WORK TO COMPLETE - Look through the entries for the string "phrase", and copy each line that holds it.

MATERIAL FOR THE TASK -
>>>>>
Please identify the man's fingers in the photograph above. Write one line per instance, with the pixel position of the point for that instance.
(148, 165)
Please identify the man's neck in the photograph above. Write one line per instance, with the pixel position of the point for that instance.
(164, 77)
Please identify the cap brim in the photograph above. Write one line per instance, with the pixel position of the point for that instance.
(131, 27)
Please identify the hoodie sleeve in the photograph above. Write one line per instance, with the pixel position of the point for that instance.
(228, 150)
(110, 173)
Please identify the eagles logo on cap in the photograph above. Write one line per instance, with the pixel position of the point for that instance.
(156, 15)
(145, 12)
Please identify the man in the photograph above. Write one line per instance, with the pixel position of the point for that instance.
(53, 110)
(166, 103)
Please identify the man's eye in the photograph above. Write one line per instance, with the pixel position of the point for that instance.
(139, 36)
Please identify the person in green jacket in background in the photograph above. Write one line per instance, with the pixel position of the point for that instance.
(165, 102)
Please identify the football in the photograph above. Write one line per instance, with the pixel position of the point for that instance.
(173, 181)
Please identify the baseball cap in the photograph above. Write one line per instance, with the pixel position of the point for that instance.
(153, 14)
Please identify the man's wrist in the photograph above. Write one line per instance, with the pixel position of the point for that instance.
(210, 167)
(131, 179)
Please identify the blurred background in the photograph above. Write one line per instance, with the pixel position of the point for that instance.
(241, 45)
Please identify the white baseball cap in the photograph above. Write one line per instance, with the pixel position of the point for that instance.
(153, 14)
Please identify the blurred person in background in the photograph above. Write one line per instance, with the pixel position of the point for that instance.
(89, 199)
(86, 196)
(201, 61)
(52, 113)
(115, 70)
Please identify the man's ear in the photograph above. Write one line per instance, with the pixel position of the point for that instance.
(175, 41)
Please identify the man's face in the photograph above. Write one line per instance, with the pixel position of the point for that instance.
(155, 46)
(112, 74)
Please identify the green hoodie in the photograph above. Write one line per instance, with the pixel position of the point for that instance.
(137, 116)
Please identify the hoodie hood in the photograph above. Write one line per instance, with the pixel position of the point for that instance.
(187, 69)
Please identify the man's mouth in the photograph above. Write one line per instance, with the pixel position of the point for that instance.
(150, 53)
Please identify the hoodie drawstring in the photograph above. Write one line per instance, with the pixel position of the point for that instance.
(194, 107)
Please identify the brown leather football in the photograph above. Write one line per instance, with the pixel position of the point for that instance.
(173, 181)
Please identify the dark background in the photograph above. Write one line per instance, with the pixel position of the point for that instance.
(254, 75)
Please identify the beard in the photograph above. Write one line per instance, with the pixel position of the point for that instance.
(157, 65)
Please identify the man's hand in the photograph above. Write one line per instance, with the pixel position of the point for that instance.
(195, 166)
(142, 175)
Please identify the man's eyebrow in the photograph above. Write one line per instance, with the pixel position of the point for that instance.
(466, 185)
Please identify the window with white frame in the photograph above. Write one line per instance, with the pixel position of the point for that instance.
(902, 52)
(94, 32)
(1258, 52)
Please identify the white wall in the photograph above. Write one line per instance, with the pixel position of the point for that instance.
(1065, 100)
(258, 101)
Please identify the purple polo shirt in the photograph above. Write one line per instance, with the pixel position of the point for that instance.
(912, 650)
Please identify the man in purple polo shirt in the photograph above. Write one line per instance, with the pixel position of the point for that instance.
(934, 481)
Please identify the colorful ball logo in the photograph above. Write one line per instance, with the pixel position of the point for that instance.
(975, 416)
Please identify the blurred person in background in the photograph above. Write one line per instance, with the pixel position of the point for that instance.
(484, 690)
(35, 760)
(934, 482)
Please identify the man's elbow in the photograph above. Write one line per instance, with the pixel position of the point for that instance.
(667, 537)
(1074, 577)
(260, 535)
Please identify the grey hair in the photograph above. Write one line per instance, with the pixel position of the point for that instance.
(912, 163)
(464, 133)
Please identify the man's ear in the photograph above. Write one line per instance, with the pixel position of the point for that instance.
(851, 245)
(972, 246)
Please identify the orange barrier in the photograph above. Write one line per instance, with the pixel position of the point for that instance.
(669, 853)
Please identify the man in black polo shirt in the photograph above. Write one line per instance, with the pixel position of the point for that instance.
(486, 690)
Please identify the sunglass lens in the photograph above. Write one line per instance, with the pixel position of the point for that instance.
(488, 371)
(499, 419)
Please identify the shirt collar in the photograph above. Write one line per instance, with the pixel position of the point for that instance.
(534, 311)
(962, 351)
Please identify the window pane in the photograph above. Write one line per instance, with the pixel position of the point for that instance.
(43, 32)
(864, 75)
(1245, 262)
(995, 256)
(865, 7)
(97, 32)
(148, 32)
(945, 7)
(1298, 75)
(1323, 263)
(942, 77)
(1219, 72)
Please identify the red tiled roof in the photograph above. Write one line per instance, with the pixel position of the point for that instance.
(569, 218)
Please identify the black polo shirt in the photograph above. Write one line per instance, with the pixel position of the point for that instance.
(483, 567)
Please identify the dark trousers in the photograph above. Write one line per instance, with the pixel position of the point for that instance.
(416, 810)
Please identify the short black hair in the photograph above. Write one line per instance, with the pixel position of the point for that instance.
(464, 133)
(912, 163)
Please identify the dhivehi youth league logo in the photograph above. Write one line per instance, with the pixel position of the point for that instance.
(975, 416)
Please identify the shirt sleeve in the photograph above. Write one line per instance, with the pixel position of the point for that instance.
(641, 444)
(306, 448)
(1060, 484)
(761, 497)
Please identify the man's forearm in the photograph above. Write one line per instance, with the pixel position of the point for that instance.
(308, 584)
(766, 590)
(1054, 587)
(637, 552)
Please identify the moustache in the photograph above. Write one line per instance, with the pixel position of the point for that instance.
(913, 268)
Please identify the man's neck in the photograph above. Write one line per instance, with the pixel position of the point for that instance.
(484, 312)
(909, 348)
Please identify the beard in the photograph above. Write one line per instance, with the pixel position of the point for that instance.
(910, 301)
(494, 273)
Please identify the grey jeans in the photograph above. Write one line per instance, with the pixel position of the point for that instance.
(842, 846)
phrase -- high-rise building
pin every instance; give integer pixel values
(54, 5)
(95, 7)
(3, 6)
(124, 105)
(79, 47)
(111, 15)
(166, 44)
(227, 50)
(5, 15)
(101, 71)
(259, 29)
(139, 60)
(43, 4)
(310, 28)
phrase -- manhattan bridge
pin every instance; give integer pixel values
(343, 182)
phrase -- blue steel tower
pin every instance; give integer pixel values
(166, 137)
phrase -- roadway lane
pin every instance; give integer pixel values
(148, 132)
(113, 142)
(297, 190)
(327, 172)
<<<<<
RESPONSE BOX -
phrase -- high-rise building
phrase -- manhattan bridge
phrase -- blue steel tower
phrase -- roadway lane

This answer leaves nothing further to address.